Below, from the line containing "Task: find each instance of the stone block" up to and including the line containing "Target: man in dark jacket", recast each nonblank line of the records as a row of a Markdown table with columns Row and Line, where Row holds the row number.
Begin Exercise materials
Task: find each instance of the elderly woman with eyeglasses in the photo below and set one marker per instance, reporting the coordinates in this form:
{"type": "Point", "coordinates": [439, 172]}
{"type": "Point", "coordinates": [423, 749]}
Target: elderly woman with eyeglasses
End Exercise materials
Begin Exercise materials
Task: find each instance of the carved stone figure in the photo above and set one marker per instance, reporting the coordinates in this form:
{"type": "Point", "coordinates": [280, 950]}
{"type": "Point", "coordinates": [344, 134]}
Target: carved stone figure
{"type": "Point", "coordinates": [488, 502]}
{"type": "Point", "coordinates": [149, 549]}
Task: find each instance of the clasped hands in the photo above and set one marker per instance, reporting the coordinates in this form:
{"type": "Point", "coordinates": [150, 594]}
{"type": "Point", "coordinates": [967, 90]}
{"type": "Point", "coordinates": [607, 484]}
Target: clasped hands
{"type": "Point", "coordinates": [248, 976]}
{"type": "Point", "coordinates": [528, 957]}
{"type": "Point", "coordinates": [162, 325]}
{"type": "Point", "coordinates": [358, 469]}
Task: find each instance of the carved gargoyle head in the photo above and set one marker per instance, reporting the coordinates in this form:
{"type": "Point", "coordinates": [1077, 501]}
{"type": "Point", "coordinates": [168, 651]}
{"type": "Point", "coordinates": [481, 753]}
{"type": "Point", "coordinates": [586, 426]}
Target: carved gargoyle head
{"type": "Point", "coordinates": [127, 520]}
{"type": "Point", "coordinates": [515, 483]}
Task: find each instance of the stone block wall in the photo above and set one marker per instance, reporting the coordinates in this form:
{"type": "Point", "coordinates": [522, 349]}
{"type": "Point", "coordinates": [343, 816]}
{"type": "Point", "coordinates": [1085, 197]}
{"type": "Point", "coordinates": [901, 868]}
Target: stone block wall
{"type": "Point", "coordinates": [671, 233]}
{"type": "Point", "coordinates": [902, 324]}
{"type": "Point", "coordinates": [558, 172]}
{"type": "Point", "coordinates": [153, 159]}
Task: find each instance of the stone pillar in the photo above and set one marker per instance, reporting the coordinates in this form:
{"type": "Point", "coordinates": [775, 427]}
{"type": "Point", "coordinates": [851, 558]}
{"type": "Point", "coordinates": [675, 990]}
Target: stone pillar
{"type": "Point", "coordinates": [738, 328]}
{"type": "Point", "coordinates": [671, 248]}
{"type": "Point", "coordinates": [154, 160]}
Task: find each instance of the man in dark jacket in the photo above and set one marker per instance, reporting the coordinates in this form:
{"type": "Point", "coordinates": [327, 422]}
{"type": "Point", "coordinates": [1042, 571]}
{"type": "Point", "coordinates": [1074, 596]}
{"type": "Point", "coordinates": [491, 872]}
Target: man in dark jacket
End Exercise materials
Exercise output:
| Row | Line |
|---|---|
| 1 | Task: find each instance of the stone block wall in the photo above and set one marker per instance, reporting the coordinates in this form: |
| 2 | {"type": "Point", "coordinates": [522, 349]} |
| 3 | {"type": "Point", "coordinates": [343, 816]} |
| 4 | {"type": "Point", "coordinates": [1085, 197]} |
| 5 | {"type": "Point", "coordinates": [901, 868]} |
| 6 | Target: stone block wall |
| 7 | {"type": "Point", "coordinates": [671, 233]} |
| 8 | {"type": "Point", "coordinates": [902, 324]} |
| 9 | {"type": "Point", "coordinates": [558, 172]} |
| 10 | {"type": "Point", "coordinates": [153, 159]} |
| 11 | Task: find each instance of the stone pillar in the photo above and set one marker per instance, reporting the coordinates in this form: |
| 12 | {"type": "Point", "coordinates": [775, 427]} |
| 13 | {"type": "Point", "coordinates": [851, 558]} |
| 14 | {"type": "Point", "coordinates": [675, 990]} |
| 15 | Target: stone pillar |
| 16 | {"type": "Point", "coordinates": [738, 328]} |
| 17 | {"type": "Point", "coordinates": [671, 248]} |
| 18 | {"type": "Point", "coordinates": [154, 160]} |
| 19 | Task: find each instance of the man in dark jacket in the photo above and set one marker per instance, reporting the coordinates in this form: |
| 20 | {"type": "Point", "coordinates": [327, 422]} |
| 21 | {"type": "Point", "coordinates": [1042, 571]} |
| 22 | {"type": "Point", "coordinates": [1074, 596]} |
| 23 | {"type": "Point", "coordinates": [491, 872]} |
| 24 | Target: man in dark jacket |